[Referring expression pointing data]

----

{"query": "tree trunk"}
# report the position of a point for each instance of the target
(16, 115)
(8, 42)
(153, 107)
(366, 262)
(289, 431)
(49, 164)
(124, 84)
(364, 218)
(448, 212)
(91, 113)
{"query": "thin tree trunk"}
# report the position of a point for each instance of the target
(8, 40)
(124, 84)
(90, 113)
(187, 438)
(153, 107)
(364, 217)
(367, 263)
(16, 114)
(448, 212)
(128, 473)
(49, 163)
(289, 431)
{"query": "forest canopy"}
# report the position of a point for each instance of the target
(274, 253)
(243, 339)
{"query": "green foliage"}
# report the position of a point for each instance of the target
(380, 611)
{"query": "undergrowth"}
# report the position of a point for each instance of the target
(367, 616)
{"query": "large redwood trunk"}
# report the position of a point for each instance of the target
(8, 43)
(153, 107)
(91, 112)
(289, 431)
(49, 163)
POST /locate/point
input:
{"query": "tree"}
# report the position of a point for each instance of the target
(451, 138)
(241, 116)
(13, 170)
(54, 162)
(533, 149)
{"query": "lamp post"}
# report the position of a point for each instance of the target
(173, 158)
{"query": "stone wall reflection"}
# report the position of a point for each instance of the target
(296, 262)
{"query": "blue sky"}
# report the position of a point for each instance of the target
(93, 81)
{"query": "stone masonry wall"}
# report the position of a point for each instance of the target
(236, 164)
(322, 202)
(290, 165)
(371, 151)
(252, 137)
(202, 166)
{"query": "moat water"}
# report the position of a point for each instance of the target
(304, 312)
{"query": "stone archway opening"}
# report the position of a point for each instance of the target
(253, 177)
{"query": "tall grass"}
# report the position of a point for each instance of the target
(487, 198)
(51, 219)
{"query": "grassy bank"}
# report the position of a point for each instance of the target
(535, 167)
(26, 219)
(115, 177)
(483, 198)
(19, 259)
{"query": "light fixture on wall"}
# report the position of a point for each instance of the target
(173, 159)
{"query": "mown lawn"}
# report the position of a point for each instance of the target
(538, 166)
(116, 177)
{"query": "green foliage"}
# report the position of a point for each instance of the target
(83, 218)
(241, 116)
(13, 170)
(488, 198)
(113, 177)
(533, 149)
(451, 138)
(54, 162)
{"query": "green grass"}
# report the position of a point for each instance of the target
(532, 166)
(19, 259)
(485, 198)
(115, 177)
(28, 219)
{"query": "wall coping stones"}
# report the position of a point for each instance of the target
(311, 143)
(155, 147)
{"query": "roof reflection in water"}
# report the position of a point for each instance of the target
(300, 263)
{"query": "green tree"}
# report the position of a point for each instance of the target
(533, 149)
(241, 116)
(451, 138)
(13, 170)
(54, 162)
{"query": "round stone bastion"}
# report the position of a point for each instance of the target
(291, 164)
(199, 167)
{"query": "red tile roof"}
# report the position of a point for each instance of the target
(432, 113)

----

- _EXERCISE BRIEF_
Count how many lines in the data contain the word "green", giving the number without comment.

- _ANSWER TO THE PROBLEM_
4